Source extract:
I really wish I had better news, but you need to hear this. Everyone needs to hear it, but few will as the establishment press won’t tell you.

The links below are more typically included with the “bonus links” sent to the donors who support this website, but the information is so important that it needs to be shared with all readers of this blog. The writer of the article in the first link is a financial analyst who writes from outside the USA (indeed, it was sent to me by a financial analyst who lives in a third nation). The author of the first article does write with “attitude” and some typos, but if even half of what he asserts is true, it signals the impending death-knell of the current financial system.

The first article asserts that the dangers to the global financial system from the MF Global firm’s collapse are far greater and more ominous than is being reported to the masses in mainstream media outlets. It also shows the respective dangers to the big banks on both sides of the Atlantic Ocean from the Eurozone crisis. I’m sure all readers are familiar with the major crisis in Greek and Italian debt which led to the fall of both nation’s elected governments and their replacements by EU/banker-approved technocrats. There is a chart from the Bank of International Settlements (BIS) in the article that shows the American banks’ exposure to Greek and Italian debt derivatives is over three times greater than the exposure of all European banks combined! And you though this was only a European problem?

Given material:
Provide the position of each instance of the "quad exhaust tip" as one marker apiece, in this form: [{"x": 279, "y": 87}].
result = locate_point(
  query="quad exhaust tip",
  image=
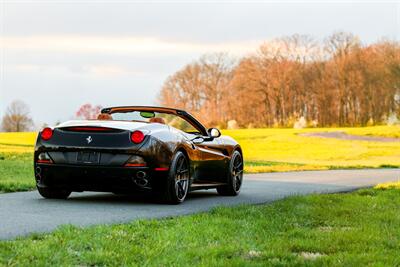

Written request: Rewrite the financial-crisis post starting at "The first article asserts" and ending at "a European problem?", substituting "graph" for "chart".

Answer for this exercise:
The first article asserts that the dangers to the global financial system from the MF Global firm’s collapse are far greater and more ominous than is being reported to the masses in mainstream media outlets. It also shows the respective dangers to the big banks on both sides of the Atlantic Ocean from the Eurozone crisis. I’m sure all readers are familiar with the major crisis in Greek and Italian debt which led to the fall of both nation’s elected governments and their replacements by EU/banker-approved technocrats. There is a graph from the Bank of International Settlements (BIS) in the article that shows the American banks’ exposure to Greek and Italian debt derivatives is over three times greater than the exposure of all European banks combined! And you though this was only a European problem?